» **CONSIGNE A**
Comptez les lignes des entrées ci-dessous qui contiennent la chaîne "suit", en respectant la casse. Donnez uniquement ce nombre.

» **DOCUMENT SOURCE**
::::

Dans la même lignée, ce que nous faisons avec Hortense Gauthier sous le nom de hp process (8) pose la critique de la relation prétendue par les réseaux de communication et la lisibilité des traces de celles-ci. Contact est ainsi une performance, où un homme et une femme s’écrivent, mais la présentation de cette écriture se fait selon une logique esthétique d’empilement, d’entrelacs sur scène, mais aussi sur le net en direct, de redéploiement spatial de cette correspondance. Derrière la prétendue maîtrise et transparence de l’écriture, ces deux performances indiquent de quelle manière l’écriture du vivant, l’écriture vivante, s’échappe des déterminations de contrôle, cela en jouant sur les médiums eux-mêmes.

::::

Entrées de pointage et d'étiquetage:
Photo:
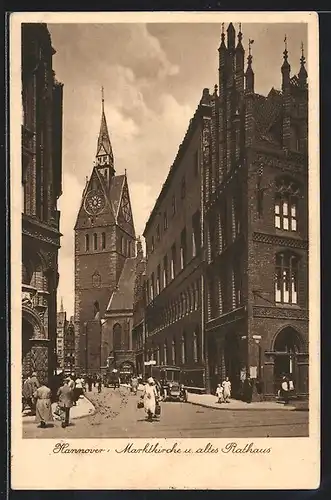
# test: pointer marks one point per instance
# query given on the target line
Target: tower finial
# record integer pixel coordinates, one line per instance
(102, 98)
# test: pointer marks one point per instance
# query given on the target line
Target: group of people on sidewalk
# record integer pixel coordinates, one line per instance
(285, 392)
(38, 396)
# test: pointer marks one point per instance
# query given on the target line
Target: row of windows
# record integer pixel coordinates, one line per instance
(221, 300)
(168, 352)
(164, 276)
(155, 239)
(126, 245)
(186, 302)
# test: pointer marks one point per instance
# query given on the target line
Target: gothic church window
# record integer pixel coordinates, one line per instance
(103, 241)
(286, 279)
(286, 206)
(96, 280)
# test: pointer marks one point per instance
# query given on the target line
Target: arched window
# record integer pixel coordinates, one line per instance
(286, 279)
(183, 348)
(173, 352)
(195, 347)
(117, 337)
(103, 241)
(96, 280)
(286, 205)
(165, 353)
(87, 242)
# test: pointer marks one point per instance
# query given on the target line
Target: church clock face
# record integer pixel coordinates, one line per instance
(94, 202)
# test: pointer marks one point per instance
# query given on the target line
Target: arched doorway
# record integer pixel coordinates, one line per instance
(287, 346)
(27, 334)
(232, 360)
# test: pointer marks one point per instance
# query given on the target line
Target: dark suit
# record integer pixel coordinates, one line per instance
(66, 396)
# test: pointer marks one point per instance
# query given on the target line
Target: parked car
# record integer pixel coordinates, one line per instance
(168, 380)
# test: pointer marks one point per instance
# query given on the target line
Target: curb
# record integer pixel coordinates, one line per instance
(227, 408)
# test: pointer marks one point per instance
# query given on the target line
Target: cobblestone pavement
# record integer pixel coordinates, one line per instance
(117, 416)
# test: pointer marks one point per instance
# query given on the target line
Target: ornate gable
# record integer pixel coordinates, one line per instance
(124, 216)
(95, 209)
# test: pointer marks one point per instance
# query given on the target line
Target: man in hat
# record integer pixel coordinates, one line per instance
(33, 384)
(66, 396)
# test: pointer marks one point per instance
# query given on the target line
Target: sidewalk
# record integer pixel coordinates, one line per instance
(83, 409)
(210, 401)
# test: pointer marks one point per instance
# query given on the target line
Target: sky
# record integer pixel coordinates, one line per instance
(153, 76)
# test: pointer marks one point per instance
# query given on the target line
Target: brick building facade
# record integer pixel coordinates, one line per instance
(104, 248)
(256, 207)
(41, 188)
(174, 317)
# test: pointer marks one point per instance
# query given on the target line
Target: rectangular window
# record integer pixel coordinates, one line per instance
(158, 278)
(183, 188)
(165, 271)
(152, 287)
(165, 221)
(173, 262)
(183, 249)
(173, 205)
(196, 163)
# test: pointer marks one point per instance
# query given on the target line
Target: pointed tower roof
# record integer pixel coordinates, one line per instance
(303, 75)
(104, 148)
(249, 75)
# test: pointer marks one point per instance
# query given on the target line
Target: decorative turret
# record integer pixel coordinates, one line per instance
(249, 75)
(240, 55)
(303, 75)
(286, 68)
(231, 36)
(104, 156)
(222, 51)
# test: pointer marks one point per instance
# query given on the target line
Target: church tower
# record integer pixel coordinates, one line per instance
(104, 239)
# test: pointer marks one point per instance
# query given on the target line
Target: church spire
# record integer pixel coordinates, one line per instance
(104, 156)
(303, 75)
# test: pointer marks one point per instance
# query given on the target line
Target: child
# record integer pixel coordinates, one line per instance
(219, 393)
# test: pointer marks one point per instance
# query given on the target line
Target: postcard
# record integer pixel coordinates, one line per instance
(165, 238)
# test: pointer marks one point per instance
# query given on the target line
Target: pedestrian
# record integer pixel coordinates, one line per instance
(285, 390)
(99, 383)
(134, 384)
(42, 396)
(150, 398)
(27, 394)
(66, 396)
(34, 385)
(78, 391)
(219, 393)
(248, 389)
(89, 383)
(226, 390)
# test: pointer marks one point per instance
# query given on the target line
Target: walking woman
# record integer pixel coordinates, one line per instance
(43, 405)
(150, 397)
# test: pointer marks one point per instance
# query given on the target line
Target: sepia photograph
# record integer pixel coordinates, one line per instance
(166, 234)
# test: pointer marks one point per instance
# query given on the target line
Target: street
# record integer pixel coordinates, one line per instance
(117, 416)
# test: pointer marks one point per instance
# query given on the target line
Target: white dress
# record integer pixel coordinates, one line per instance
(150, 398)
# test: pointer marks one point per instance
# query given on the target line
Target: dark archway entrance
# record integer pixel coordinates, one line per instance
(27, 334)
(232, 361)
(287, 346)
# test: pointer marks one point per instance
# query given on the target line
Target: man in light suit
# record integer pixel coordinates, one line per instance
(66, 396)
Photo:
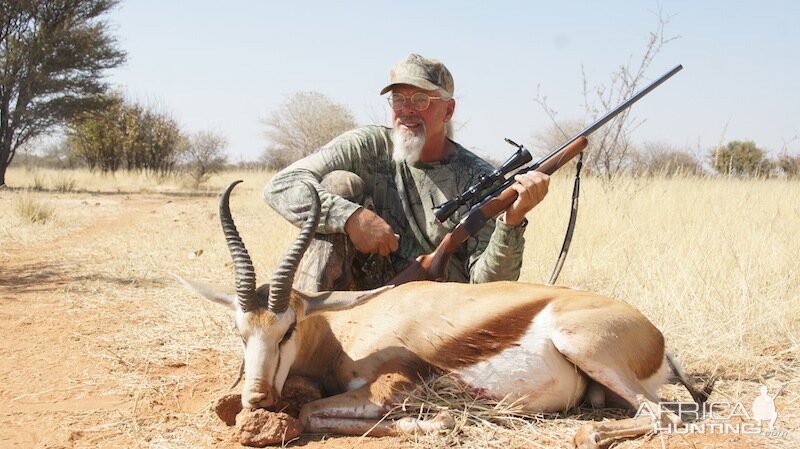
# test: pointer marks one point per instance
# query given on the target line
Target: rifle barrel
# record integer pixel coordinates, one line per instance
(610, 115)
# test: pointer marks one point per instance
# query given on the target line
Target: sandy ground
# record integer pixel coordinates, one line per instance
(101, 348)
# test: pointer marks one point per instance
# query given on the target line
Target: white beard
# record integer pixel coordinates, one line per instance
(407, 145)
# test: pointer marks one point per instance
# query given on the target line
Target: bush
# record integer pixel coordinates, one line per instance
(741, 158)
(789, 165)
(34, 211)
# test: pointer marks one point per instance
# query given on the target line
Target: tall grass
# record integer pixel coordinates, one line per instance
(34, 211)
(712, 261)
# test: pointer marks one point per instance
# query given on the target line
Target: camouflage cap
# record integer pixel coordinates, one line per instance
(418, 71)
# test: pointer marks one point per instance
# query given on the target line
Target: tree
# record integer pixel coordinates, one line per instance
(53, 54)
(611, 150)
(789, 165)
(203, 155)
(742, 158)
(301, 125)
(125, 136)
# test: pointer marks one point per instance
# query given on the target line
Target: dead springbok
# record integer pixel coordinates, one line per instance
(552, 347)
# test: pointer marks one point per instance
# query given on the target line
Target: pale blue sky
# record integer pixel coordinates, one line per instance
(223, 66)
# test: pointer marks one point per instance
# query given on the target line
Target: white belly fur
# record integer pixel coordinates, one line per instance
(534, 372)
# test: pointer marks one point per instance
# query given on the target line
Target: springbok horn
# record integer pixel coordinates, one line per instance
(280, 288)
(243, 265)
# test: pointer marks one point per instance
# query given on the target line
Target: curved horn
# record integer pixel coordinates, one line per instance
(280, 288)
(243, 265)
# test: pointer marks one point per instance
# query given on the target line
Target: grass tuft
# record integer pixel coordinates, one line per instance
(35, 211)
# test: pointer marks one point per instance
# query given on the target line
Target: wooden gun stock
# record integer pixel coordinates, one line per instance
(433, 266)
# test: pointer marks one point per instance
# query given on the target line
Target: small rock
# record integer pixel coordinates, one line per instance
(261, 428)
(227, 407)
(297, 392)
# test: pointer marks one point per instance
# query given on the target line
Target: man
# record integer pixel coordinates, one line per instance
(379, 186)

::::

» **CONSIGNE B**
D'après le document source, comment s'appelle la performance où un homme et une femme s'écrivent ?

» **RÉSULTAT ATTENDU A**
2

» **RÉSULTAT ATTENDU B**
Contact